→ **Work instruction**:
Write out each line of the material below once more, exactly as it appears.

→ **The input**:
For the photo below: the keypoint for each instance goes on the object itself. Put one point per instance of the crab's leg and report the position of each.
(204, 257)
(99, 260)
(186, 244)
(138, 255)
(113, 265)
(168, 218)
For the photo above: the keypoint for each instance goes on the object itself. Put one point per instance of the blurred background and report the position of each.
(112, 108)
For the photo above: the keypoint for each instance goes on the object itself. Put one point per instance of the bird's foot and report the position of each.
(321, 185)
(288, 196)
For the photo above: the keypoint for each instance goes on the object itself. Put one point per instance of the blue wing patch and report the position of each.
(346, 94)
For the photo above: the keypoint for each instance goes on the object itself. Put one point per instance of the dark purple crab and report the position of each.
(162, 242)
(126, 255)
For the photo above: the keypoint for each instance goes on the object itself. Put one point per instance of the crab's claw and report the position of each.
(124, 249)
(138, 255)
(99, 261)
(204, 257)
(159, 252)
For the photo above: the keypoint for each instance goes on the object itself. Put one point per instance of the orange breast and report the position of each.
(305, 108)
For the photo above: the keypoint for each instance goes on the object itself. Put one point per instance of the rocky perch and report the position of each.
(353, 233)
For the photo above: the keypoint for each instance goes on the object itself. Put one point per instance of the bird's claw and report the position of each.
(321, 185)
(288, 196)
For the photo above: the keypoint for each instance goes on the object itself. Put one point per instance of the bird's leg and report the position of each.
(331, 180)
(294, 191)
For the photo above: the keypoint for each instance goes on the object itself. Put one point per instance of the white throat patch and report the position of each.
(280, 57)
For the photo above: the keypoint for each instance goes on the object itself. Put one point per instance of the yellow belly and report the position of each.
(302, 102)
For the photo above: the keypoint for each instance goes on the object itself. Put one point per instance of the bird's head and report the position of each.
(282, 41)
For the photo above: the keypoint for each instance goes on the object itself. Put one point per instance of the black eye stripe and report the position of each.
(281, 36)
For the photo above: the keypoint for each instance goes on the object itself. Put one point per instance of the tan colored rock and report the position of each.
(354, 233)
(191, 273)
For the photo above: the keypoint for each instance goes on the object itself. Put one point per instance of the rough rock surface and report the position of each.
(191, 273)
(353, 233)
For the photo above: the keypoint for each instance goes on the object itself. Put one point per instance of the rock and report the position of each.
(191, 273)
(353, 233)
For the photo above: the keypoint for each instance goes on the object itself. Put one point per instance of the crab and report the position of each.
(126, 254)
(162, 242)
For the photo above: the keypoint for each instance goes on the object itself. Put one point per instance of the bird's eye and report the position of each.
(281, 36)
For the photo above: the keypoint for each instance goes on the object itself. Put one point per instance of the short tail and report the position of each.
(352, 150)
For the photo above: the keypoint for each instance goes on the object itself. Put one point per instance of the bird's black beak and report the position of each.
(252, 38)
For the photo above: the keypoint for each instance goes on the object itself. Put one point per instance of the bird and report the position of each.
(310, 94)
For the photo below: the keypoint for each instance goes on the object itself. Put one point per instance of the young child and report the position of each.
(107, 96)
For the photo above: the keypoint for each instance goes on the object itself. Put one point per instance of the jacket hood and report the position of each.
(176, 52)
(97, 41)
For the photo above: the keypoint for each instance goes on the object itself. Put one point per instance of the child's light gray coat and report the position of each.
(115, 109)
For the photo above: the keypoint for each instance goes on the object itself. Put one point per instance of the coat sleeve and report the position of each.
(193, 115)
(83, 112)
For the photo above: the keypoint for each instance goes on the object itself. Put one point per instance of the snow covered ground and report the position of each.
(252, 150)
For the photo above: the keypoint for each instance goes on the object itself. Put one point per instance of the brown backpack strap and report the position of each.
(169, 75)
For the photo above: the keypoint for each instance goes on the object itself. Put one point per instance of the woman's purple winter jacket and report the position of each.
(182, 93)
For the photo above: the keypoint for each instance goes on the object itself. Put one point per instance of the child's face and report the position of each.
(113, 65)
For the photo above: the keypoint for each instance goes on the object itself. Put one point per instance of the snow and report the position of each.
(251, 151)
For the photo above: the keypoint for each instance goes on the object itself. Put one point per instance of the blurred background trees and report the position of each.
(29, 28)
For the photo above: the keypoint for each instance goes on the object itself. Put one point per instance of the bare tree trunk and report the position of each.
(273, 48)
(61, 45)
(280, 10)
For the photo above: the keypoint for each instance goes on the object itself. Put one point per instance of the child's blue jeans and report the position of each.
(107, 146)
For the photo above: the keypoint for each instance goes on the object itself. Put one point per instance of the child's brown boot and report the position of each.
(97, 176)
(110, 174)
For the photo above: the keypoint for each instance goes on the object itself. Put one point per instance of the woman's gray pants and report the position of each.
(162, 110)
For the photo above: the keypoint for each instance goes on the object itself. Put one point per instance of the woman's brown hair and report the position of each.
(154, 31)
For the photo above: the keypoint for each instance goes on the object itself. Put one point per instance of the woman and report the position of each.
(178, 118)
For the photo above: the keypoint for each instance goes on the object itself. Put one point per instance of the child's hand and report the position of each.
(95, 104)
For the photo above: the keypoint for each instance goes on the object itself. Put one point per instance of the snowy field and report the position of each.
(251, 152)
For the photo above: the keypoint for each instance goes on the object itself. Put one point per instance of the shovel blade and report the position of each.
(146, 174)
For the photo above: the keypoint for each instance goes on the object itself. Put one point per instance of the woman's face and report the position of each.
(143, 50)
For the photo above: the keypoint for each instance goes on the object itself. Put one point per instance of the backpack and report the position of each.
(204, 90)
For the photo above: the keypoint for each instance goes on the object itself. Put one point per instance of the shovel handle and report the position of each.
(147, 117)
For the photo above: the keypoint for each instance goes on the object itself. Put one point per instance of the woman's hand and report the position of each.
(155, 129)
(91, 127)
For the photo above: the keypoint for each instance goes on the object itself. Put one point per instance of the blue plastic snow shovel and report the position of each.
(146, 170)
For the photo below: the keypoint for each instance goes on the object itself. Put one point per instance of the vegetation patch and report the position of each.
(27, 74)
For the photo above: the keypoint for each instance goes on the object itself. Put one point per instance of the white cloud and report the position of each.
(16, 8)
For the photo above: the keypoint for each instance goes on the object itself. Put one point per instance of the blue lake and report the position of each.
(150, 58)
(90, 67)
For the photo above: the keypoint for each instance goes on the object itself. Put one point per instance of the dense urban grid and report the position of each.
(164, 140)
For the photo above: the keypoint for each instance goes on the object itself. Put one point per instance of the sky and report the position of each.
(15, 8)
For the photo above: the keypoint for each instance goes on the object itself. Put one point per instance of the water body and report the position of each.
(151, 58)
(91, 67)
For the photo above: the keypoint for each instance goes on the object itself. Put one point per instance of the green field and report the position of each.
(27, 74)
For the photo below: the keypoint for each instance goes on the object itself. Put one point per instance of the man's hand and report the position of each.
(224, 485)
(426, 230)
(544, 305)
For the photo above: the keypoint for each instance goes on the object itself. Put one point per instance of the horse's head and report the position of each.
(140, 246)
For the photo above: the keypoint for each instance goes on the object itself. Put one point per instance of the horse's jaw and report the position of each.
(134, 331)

→ **Solution to this problem**:
For the photo below: the keypoint for each instance goes on the object itself. Put one point per instance of the crab's leg and report the position of each.
(204, 257)
(99, 260)
(186, 244)
(138, 255)
(113, 265)
(168, 218)
For the photo above: the keypoint for each instance goes on the object itself. Put one point per instance of the blurred background and report the position of each.
(112, 108)
For the photo above: the keypoint for each instance goes on the object itself. Put one point per instance of the bird's foot and report the position of each.
(321, 185)
(288, 196)
For the photo above: the keypoint for each instance goes on the object itself. Put one point per instance of the blue wing patch and report the position of each.
(346, 94)
For the photo above: the keypoint for each instance goes on the object itself. Put one point per instance of the dark purple crab and report the position of each.
(162, 242)
(126, 255)
For the photo above: the keypoint for each instance goes on the object itself. Put one point per instance of the crab's claw and report the position of each.
(124, 249)
(138, 255)
(99, 261)
(204, 257)
(159, 252)
For the photo above: the keypoint for each instance goes on the object itself. Put one point per instance of the orange breast and report the position of each.
(305, 108)
For the photo above: the keypoint for each instance goes on the object itself. Put one point per instance of the rocky perch and report the position of each.
(353, 233)
For the photo above: the keypoint for each instance goes on the object itself. Put one point per instance of the bird's claw and report the position of each.
(321, 185)
(288, 196)
For the photo above: the keypoint for each instance goes on the object itself. Put one point per instance of the bird's leg and report the position of each.
(331, 180)
(294, 191)
For the photo above: the keypoint for each instance goes on the object itself. Put one point per instance of the white throat patch and report the position of each.
(280, 57)
For the photo above: the keypoint for each instance goes on the object itself. Put one point per instance of the yellow belly and report the position of each.
(302, 102)
For the photo above: the keypoint for each instance goes on the object itself. Put one point per instance of the bird's head and report the position of each.
(282, 41)
For the photo above: the keypoint for each instance goes on the object itself. Put one point per instance of the black eye stripe and report the position of each.
(281, 36)
For the photo above: the keypoint for each instance goes on the object itself. Put one point per instance of the tan colored rock and report the position of each.
(354, 233)
(191, 273)
For the photo above: the keypoint for each instance goes on the object itself. Put one point per instance of the rough rock surface and report the position of each.
(191, 273)
(353, 233)
For the photo above: the keypoint for each instance goes on the object itself. Put one point per instance of the rock and report the position of each.
(191, 273)
(353, 233)
For the photo above: the keypoint for each instance goes on the object itself. Put one point per instance of the crab and report the position of each.
(126, 254)
(162, 242)
For the photo above: the keypoint for each instance goes on the object itself. Put one point per instance of the bird's eye and report the position of each.
(281, 36)
For the photo above: the keypoint for each instance goes on the object itself. Put one point per instance of the short tail and report the position of each.
(352, 150)
For the photo above: the keypoint for each instance goes on the object itself. Put one point per instance of the bird's black beak and report the position of each.
(252, 38)
For the photo above: the keypoint for each instance goes on the object itself. Put one point per instance of the bird and report the position of each.
(310, 94)
For the photo below: the keypoint for each instance goes on the object itself. Put one point per instance of the young child and report the position of each.
(107, 96)
For the photo above: the keypoint for each instance goes on the object itself. Put one point per instance of the jacket hood and report the position of each.
(176, 52)
(97, 41)
For the photo above: the keypoint for each instance goes on the object itself. Put one point per instance of the child's light gray coat and report the position of each.
(115, 109)
For the photo above: the keypoint for each instance goes on the object itself. Put one point per instance of the coat sleeve and report the position of each.
(193, 115)
(83, 112)
For the photo above: the keypoint for each instance goes on the object itself. Put one point per instance of the snow covered ground and report the position of each.
(252, 150)
For the photo above: the keypoint for each instance goes on the object itself. Put one point per instance of the brown backpack strap and report the position of each.
(169, 75)
For the photo above: the keypoint for each instance goes on the object itself. Put one point per instance of the woman's purple winter jacket and report the position of each.
(182, 93)
For the photo above: the keypoint for each instance goes on the object itself. Put one point per instance of the child's face and report the position of each.
(113, 65)
For the photo above: the keypoint for each instance goes on the object itself. Put one point per instance of the snow and report the position of each.
(251, 151)
For the photo above: the keypoint for each instance goes on the object itself. Put one point per instance of the blurred background trees and report the position of each.
(29, 28)
For the photo above: the keypoint for each instance goes on the object itself. Put one point per instance of the bare tree trunk and report the position of each.
(273, 48)
(61, 45)
(280, 10)
For the photo above: the keypoint for each instance goes on the object itself. Put one point per instance of the child's blue jeans and report the position of each.
(107, 146)
For the photo above: the keypoint for each instance goes on the object itself. Put one point per instance of the child's brown boot and report the position of each.
(97, 176)
(110, 174)
For the photo above: the keypoint for each instance goes on the object itself. Put one point per instance of the woman's gray pants and report the position of each.
(162, 110)
For the photo above: the keypoint for each instance goes on the object itself. Put one point per instance of the woman's brown hair and report the position of each.
(154, 31)
For the photo above: the keypoint for each instance goes on the object itself. Put one point per instance of the woman and report the position of each.
(178, 118)
For the photo above: the keypoint for each instance goes on the object itself. Put one point per instance of the child's hand and report the position of each.
(95, 104)
For the photo above: the keypoint for each instance goes on the object itself. Put one point per instance of the snowy field and report the position of each.
(251, 152)
For the photo above: the keypoint for each instance goes on the object itself. Put one point per instance of the shovel blade and report the position of each.
(146, 174)
For the photo above: the keypoint for each instance goes on the object itself. Put one point per instance of the woman's face and report the position of each.
(143, 50)
For the photo above: the keypoint for each instance goes on the object itself. Put one point per instance of the backpack and report the position of each.
(204, 90)
For the photo above: the keypoint for each instance goes on the object itself. Put one point per instance of the shovel handle and report the position of each.
(147, 117)
For the photo above: the keypoint for each instance goes on the object itself. Put one point per instance of the woman's hand and report the position of each.
(155, 129)
(91, 127)
For the photo above: the keypoint for each instance goes on the object itself. Put one point per instance of the blue plastic snow shovel and report the position of each.
(146, 170)
For the photo below: the keypoint for each instance goes on the object itself. Put one point per instance of the vegetation patch and report the position of each.
(27, 74)
For the photo above: the keypoint for each instance goes on the object itself. Put one point per instance of the white cloud and report the position of each.
(16, 8)
For the photo above: the keypoint for each instance goes on the object itself. Put one point per instance of the blue lake and report the position of each.
(150, 58)
(90, 67)
For the photo above: the keypoint for each instance goes on the object itself. Put one point per instance of the dense urban grid and report the position of each.
(164, 140)
For the photo above: the keypoint for each instance goes on the object itself. Put one point per instance of the sky and report the position of each.
(15, 8)
For the photo above: the keypoint for each instance goes on the object itself. Put one point per instance of the water body and report the position of each.
(151, 58)
(91, 67)
For the photo above: the keypoint for each instance goes on the object itself. Put one point per instance of the green field and report the position of each.
(27, 74)
For the photo below: the keypoint for each instance goes on the object itself. Put one point per instance of the man's hand and report the position of each.
(224, 485)
(426, 230)
(544, 305)
For the photo above: the keypoint for each instance goes on the object itself. Put one point per instance of the horse's head and report the position of each.
(140, 246)
For the photo above: the keypoint for each instance goes on the object itself. Put one point per instance of the horse's jaw and report the position of each.
(134, 331)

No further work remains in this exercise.